You might be fantasizing about buying a home, shopping for new furniture, hosting dinner parties, and making the backyard perfect for the kids. But do you meet the requirements to buy a house?
We’ve put together 9 requirements you’ll likely need to get squared away before you start booking those showing appointments. That way, once you find the perfect property, you can hopefully breeze through the process knowing you’re financially ready.
Generally lenders will look to see that you’re employed and in a stable position; Ideally, you’ve been working at the same place for at least two years. During the VOE (verification of employment) process, the lender will look to confirm your position title, length of employment at your current job, and might even inquire about the future — confirming there’s a strong likelihood you’ll still have that job in five years.
If you’re self-employed, don’t fret! You can still get a loan. While it may be slightly more difficult as a self-employed borrower, there are still loans out there for you. They may just require additional documentation not usually required of a standard W-2 employee. Lenders will also rely heavily on your tax returns to verify the consistency of your self-employed income. Plan on providing at least two years of detailed returns.
—————
## Task instructions
[a] Can you retype the home-buying passage between "We’ve put together" and "you’re financially ready.", inclusive?
[b] Would you extend the passage on requirements for buying a house, picking up right after its final sentence?
—————
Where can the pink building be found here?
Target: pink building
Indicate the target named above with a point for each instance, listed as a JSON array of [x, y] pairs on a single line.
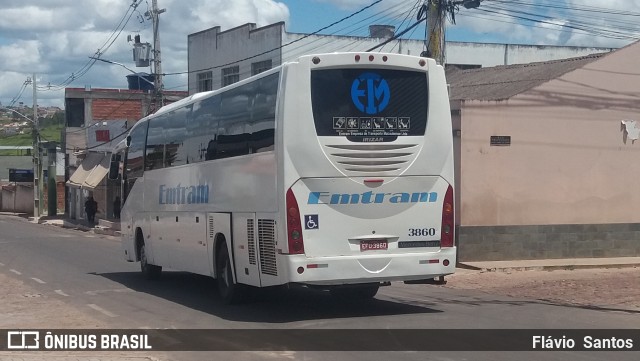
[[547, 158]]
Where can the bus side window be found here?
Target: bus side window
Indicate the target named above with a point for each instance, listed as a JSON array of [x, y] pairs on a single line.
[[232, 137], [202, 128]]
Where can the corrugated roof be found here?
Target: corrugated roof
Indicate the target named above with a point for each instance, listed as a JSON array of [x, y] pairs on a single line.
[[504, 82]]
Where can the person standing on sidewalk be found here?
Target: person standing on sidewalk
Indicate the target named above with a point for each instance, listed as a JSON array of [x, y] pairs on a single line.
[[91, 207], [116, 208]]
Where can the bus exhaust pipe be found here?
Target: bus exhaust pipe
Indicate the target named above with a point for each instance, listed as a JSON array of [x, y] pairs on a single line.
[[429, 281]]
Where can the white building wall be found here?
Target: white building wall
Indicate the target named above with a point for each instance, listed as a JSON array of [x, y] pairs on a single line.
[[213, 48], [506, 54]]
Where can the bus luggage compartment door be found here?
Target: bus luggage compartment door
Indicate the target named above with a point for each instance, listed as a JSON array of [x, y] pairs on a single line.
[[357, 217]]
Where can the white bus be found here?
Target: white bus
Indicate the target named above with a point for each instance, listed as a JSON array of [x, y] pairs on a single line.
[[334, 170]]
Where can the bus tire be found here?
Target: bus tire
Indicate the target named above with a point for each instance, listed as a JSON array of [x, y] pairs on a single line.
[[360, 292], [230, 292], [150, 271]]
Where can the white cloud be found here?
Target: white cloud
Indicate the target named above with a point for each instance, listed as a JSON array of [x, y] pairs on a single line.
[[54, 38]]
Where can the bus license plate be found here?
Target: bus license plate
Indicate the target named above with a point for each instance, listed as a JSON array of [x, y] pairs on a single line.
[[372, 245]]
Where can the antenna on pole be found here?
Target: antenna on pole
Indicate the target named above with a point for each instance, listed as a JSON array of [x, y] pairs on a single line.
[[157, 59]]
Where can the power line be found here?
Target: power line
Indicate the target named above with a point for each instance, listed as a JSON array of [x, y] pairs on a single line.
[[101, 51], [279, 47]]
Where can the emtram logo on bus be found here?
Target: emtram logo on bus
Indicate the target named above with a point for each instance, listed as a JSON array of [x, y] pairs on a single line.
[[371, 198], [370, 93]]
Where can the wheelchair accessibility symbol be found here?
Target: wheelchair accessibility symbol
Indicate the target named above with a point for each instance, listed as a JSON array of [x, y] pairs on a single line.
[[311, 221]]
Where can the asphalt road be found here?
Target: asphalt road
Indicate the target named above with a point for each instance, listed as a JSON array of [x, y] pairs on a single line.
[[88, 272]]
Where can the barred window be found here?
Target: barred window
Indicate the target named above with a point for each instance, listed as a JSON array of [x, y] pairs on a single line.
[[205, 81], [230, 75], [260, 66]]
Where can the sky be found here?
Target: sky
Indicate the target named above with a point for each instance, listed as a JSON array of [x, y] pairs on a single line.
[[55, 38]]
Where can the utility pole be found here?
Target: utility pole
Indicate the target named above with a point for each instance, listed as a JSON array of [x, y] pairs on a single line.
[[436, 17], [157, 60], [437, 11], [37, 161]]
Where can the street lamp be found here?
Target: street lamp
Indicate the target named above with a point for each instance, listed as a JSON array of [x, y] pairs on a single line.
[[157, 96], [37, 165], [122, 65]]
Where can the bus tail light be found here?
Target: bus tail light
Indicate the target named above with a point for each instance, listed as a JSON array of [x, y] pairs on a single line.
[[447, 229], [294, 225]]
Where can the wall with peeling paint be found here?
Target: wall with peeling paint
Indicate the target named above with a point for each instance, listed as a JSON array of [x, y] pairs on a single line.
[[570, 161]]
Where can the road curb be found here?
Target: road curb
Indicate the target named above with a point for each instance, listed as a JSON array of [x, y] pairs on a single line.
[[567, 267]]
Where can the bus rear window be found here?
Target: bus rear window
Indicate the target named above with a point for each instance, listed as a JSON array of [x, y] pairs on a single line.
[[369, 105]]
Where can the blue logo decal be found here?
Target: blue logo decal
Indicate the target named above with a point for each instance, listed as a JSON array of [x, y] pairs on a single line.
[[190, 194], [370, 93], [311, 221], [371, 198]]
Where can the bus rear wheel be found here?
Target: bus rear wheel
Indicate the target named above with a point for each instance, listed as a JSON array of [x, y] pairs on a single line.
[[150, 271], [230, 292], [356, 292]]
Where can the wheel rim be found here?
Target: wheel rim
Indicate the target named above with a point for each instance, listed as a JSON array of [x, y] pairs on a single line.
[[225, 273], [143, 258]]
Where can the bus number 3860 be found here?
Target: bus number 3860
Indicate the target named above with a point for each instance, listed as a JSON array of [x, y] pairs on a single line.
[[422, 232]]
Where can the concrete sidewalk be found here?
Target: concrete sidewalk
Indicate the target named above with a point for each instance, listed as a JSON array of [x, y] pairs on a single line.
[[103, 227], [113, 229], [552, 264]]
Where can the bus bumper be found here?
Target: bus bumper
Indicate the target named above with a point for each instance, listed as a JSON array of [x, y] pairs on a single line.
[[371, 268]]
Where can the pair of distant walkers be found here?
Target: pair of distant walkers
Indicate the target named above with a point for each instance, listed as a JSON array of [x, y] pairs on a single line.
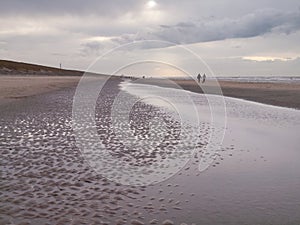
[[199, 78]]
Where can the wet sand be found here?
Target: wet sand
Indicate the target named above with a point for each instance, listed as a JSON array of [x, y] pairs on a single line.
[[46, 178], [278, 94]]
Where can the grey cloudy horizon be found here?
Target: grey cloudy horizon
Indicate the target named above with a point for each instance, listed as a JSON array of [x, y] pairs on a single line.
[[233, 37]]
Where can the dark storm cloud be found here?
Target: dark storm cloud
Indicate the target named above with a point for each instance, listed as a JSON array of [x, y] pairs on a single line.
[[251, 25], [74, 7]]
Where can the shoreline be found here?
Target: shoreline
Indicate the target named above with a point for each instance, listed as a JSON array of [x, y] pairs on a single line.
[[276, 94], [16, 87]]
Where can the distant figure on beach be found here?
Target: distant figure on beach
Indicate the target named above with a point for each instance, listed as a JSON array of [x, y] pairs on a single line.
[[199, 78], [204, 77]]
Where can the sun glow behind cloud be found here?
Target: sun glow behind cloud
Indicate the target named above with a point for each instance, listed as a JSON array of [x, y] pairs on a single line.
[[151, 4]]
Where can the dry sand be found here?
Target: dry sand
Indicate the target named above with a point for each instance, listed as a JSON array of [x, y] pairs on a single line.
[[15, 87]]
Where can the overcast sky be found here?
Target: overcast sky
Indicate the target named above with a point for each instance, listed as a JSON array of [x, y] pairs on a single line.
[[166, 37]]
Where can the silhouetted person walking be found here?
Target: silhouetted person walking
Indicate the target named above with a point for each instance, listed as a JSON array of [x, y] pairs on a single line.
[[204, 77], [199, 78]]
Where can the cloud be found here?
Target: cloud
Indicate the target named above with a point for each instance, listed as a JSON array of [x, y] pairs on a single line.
—————
## Answer list
[a]
We’ve put together 9 requirements you’ll likely need to get squared away before you start booking those showing appointments. That way, once you find the perfect property, you can hopefully breeze through the process knowing you’re financially ready.

[b]
A solid income
In addition to length of employment, lenders will also review your salary to confirm you’ll be able to pay the loan back.
If you make an annual salary, the lender will divide that amount by twelve to check your monthly take-home pay. If you’re paid hourly, most lenders will take your average number of hours worked per month and multiply that by your hourly wage.
If you make overtime or receive end-of-year bonuses, the lender will take two years of overtime or bonuses and then divide that by 24 to get the monthly average. And if more than 25% of your pay is from commission, the lender will take the average of 24 months of income as your take-home pay.
The process is the same if you’re self-employed; If that’s the case, you’ll likely need to supply an IRS Form 4506-T (a Transcript of Tax Return).
When we spoke to Joe Bourland, a Phoenix-based real estate agent with more than 18 years of experience, he noted that buyers who have recently switched careers (for example, if you worked in construction for 15 years but recently became a personal assistant) will also need to show two years of steady income, with no significant dip in salary that came with the job change.
Like income, debt is an important part of the equation and is viewed as a ratio to your income — in other words, what percentage of your income are you spending on debt?
Credit utilization accounts for 30% of your credit score, so to have the best possible credit score (and therefore get the best possible mortgage rate), it’s very important to come into the homebuying process with as little debt as possible.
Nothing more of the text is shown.